Page extract
>> START

The Economist of last week reviews the latest book of Henry Kissinger who, at 99, does not seem to have changed intellectually (“The Vision Thing: Henry Kissinger Explains What He Thinks Makes Great Leadership,” July 21, 2022):

In his latest book, Mr Kissinger, an unofficial adviser and friend to many presidents and prime ministers, considers how six leaders from the second half of the 20th century reoriented their countries and made a lasting impact on the world.

These leaders are Konrad Adenauer, Charles de Gaulle, Richard Nixon (of whom Kissinger was Secretary of state), Anwar Sadat, Lee Kuan Yew, and Margaret Thatcher. I would say it is not clear what most of of them, if any, did besides “reorienting their countries” or “their societies,” as the Economist writes, which means bossing people around. It is not clear how these leaders have contributed to advancing the liberty and dignity of individuals. Perhaps Margaret Thatcher is the exception, but we may have doubts that the world would be much different or worse if she had never existed. One can argue that these statocrats at least prevented worse people for getting in power, but that does appear to be Kissinger’s argument.

It seems that, for Kissinger, history is and should be the product of the actions of good and bad leaders. We can hope that God will give us good ones. Since I haven’t read the book, I am open to surprises, but this impression, as conveyed by the Economist’s reviewer, looks consistent with what a casual observer of Kissinger’s career and occasional reader of his newspaper articles can gather.

>> END

Material provided
>> START

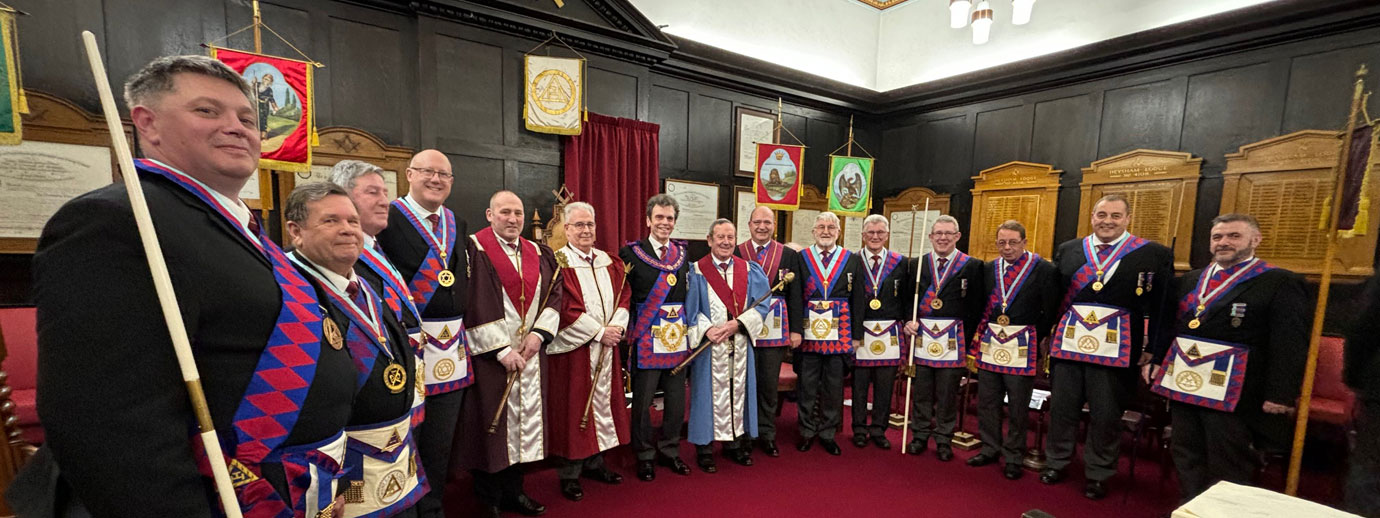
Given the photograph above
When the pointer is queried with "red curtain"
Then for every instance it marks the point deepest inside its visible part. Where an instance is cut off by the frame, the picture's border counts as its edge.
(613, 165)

>> END

Requirements
1 > In the Kissinger book commentary, reproduce the passage between "The Economist of" and "on the world.", inclusive, swapping "latest book" for "newest book".
2 > According to the Kissinger book commentary, on what date did The Economist publish its review?

List of solutions
1 >
The Economist of last week reviews the newest book of Henry Kissinger who, at 99, does not seem to have changed intellectually (“The Vision Thing: Henry Kissinger Explains What He Thinks Makes Great Leadership,” July 21, 2022):

In his newest book, Mr Kissinger, an unofficial adviser and friend to many presidents and prime ministers, considers how six leaders from the second half of the 20th century reoriented their countries and made a lasting impact on the world.

2 > July 21, 2022.